Start of Block
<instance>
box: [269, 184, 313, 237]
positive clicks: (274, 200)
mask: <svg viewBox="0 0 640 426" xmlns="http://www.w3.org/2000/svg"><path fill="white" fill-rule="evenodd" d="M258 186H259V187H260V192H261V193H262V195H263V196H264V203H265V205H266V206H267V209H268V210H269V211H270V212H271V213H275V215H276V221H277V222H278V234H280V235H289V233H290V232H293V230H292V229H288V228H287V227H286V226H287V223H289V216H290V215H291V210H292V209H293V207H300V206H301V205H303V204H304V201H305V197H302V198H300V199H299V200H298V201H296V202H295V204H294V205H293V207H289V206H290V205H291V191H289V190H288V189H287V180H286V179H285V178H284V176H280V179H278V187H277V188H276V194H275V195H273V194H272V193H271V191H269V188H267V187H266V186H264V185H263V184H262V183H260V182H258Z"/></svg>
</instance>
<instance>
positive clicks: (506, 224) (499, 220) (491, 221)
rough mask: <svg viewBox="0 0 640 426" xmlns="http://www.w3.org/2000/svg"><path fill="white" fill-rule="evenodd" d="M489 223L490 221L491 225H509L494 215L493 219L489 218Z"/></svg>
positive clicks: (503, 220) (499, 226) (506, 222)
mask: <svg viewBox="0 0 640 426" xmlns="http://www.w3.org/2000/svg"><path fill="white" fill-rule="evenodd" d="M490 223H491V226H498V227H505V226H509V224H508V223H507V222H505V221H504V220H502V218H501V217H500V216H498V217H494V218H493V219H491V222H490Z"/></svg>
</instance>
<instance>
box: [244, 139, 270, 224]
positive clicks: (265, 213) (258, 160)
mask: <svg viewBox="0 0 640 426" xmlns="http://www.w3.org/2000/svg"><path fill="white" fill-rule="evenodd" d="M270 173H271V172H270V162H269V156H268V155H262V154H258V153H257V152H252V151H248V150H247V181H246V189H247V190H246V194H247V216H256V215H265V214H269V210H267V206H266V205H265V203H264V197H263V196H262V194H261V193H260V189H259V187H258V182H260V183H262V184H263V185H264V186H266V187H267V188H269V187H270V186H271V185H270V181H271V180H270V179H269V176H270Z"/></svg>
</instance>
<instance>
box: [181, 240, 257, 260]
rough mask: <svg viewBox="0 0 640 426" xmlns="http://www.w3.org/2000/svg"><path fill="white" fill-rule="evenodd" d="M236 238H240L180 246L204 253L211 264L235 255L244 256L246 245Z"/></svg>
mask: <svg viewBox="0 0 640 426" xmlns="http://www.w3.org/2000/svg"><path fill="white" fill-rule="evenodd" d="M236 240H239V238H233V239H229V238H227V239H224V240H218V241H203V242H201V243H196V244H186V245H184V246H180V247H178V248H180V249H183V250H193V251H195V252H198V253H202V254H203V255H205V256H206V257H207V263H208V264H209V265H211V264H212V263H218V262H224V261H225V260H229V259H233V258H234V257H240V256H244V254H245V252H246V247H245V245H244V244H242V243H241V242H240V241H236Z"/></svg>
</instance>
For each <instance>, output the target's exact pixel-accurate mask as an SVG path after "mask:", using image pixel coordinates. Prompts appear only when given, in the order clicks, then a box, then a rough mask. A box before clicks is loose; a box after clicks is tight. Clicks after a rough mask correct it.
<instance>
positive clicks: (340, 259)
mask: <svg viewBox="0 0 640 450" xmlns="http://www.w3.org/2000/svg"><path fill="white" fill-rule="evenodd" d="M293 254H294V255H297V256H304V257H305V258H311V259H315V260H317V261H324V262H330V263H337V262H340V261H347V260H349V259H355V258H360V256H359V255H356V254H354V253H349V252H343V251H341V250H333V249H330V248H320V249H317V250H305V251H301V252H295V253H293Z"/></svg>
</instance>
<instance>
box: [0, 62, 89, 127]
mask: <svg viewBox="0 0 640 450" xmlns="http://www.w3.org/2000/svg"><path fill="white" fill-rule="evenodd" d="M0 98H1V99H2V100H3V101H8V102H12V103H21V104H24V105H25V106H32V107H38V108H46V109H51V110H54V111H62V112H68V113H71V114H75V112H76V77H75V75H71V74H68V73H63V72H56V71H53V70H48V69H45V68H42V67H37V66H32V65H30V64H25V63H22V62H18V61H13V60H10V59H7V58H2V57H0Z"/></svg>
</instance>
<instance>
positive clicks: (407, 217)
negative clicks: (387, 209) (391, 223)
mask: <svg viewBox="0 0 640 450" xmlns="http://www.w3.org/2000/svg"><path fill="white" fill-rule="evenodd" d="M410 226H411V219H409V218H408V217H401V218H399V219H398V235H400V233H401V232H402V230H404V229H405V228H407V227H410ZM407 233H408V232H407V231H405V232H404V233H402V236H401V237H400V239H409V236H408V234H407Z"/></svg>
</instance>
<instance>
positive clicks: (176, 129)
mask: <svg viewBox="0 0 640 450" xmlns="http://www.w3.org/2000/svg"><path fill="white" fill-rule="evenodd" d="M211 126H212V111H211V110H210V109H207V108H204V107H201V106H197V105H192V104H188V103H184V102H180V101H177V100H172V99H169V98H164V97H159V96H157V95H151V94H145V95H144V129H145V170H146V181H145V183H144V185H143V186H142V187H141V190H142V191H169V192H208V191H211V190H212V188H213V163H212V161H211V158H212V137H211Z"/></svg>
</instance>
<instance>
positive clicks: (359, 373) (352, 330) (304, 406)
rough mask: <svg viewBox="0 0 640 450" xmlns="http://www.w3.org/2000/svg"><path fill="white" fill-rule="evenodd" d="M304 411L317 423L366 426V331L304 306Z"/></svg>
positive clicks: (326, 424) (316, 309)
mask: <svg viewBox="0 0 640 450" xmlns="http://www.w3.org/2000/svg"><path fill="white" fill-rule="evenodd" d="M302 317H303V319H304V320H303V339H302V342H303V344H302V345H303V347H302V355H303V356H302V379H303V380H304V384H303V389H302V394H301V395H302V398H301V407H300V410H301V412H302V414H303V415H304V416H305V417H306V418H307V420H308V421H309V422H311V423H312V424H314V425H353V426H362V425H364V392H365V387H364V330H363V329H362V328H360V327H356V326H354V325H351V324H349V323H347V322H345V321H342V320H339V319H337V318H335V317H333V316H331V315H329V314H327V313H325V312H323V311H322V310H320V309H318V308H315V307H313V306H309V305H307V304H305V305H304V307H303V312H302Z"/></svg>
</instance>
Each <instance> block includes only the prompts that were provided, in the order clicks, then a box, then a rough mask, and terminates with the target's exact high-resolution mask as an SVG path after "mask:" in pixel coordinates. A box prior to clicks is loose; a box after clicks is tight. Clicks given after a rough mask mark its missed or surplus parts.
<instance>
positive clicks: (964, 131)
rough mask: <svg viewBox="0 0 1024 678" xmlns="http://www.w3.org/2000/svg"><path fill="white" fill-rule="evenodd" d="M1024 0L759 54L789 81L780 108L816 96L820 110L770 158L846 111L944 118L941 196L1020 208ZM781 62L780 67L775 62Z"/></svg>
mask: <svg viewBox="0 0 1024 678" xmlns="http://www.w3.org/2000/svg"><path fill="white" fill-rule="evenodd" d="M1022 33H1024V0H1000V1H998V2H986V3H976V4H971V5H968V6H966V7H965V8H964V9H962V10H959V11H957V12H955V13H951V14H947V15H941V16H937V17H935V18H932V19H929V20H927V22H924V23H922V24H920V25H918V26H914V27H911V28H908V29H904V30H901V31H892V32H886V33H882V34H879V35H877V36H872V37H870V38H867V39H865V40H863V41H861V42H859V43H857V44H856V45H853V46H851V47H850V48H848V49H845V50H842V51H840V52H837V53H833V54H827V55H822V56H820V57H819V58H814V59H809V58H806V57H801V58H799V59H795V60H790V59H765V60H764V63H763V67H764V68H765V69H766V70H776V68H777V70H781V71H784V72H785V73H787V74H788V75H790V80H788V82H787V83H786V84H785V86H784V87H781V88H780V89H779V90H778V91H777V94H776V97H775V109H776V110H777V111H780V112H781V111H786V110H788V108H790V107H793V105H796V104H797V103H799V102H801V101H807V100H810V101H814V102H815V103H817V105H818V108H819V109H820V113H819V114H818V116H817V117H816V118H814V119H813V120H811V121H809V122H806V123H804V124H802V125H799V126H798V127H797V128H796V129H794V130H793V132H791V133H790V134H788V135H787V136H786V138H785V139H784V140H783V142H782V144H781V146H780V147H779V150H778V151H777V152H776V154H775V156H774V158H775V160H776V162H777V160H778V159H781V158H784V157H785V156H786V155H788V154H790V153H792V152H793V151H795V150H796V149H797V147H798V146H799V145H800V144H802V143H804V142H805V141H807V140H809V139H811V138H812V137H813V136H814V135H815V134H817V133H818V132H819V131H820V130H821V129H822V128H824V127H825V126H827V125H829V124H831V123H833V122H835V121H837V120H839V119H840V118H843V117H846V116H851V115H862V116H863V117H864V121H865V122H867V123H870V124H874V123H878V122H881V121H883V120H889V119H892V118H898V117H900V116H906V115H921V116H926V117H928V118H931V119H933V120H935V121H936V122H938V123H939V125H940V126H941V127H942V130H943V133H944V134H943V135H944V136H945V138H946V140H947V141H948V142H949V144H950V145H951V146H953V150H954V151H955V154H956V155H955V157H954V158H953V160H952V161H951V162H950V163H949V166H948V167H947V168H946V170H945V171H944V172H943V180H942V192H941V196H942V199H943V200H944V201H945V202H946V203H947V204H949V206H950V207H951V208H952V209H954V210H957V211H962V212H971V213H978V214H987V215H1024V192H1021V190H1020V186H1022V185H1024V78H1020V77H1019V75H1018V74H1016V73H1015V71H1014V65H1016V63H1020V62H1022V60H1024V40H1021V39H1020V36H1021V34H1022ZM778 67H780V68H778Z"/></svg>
End of Block
▸ Task item: Every line above from the line with "223L490 221L491 225H509L494" to the line with "box: [244, 139, 270, 224]", both included, must be reproduced exactly, and no other line may appear.

▸ Reply:
rough mask: <svg viewBox="0 0 640 426" xmlns="http://www.w3.org/2000/svg"><path fill="white" fill-rule="evenodd" d="M489 223L490 221L491 225H509L494 215L493 219L489 218Z"/></svg>
positive clicks: (503, 220) (499, 226) (506, 222)
mask: <svg viewBox="0 0 640 426" xmlns="http://www.w3.org/2000/svg"><path fill="white" fill-rule="evenodd" d="M490 223H491V226H498V227H505V226H509V224H508V223H507V222H505V221H504V220H502V218H501V217H500V216H498V217H494V218H493V219H491V222H490Z"/></svg>
</instance>
<instance>
box: [244, 139, 270, 224]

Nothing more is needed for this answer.